◆ **To do**
Number of lines with the string "shoulder" in the entries below: report it, and nothing besides.

(Region pointing data)
※ ※ ※
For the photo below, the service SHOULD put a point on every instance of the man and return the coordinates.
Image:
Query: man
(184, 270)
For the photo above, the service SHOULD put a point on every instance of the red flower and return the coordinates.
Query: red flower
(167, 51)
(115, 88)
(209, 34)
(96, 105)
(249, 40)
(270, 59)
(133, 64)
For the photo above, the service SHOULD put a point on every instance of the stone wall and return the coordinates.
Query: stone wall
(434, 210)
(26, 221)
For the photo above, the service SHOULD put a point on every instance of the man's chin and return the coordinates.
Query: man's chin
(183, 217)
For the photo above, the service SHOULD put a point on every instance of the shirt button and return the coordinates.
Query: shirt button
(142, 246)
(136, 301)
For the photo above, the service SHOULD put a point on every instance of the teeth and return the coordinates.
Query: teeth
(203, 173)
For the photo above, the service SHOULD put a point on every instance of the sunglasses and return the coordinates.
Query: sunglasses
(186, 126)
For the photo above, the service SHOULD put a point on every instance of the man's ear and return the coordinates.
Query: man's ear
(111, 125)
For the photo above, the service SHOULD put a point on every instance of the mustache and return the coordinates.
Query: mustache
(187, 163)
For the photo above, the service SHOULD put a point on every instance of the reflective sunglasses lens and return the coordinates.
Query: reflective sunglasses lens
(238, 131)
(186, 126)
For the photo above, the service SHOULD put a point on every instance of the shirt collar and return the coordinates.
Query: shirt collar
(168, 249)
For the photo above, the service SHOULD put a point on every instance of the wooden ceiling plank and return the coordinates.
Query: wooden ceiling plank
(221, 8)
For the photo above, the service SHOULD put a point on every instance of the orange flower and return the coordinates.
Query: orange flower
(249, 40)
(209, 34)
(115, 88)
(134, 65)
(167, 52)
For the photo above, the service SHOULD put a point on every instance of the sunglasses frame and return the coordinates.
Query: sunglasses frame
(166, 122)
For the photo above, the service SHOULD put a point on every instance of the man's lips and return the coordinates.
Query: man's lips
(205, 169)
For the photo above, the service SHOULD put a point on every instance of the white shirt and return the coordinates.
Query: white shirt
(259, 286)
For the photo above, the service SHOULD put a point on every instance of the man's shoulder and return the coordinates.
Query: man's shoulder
※ ※ ※
◆ **Exercise output**
2